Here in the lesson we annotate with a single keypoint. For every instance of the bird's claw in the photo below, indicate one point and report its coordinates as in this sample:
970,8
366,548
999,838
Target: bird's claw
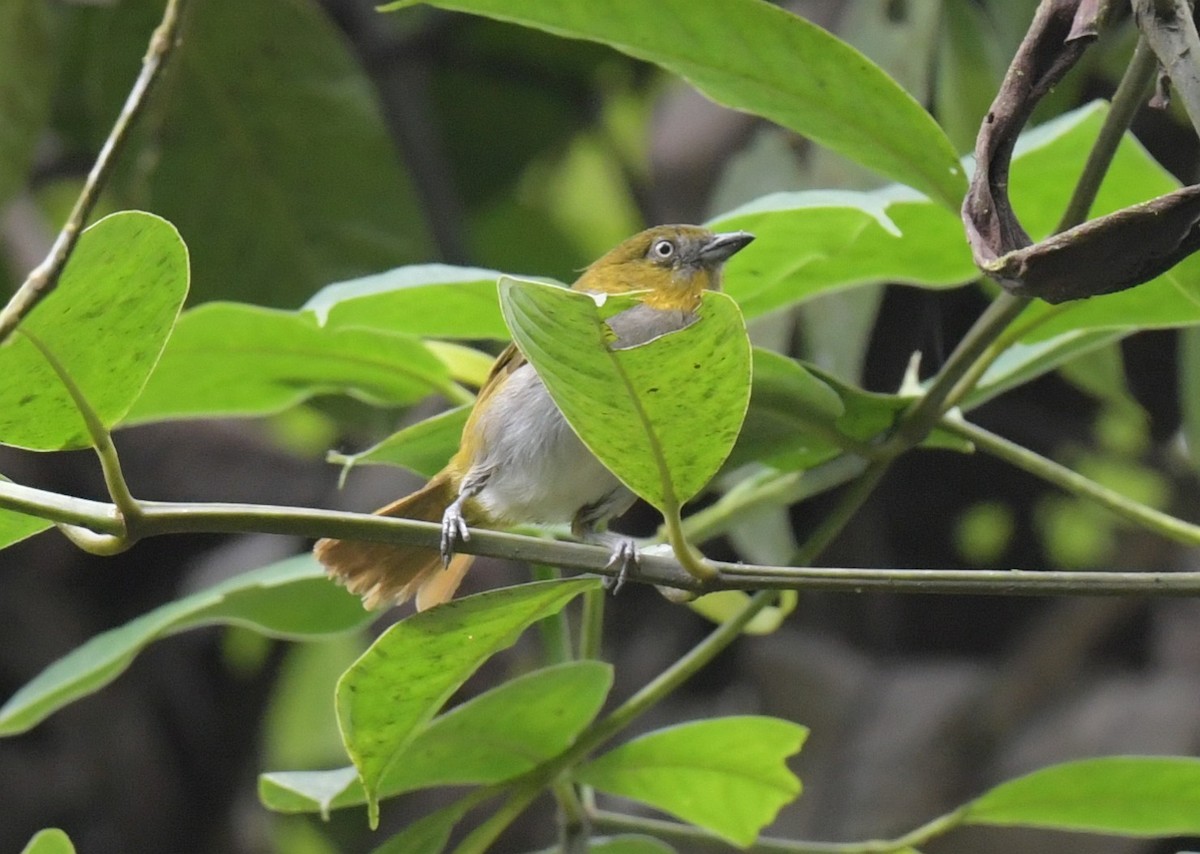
624,558
454,531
+++
▸ **EXERCISE PROMPT**
Can you retype the items above word for word, leaving out the pictures?

▸ **RESPONSE TO THE EXERCISE**
Here in the lesson we annotate with a single keypoint. For every instance of the bird's claw in the photo below, indicate one point and report its coordinates as in this sample:
970,8
366,548
999,838
Target: bird's claw
624,558
454,531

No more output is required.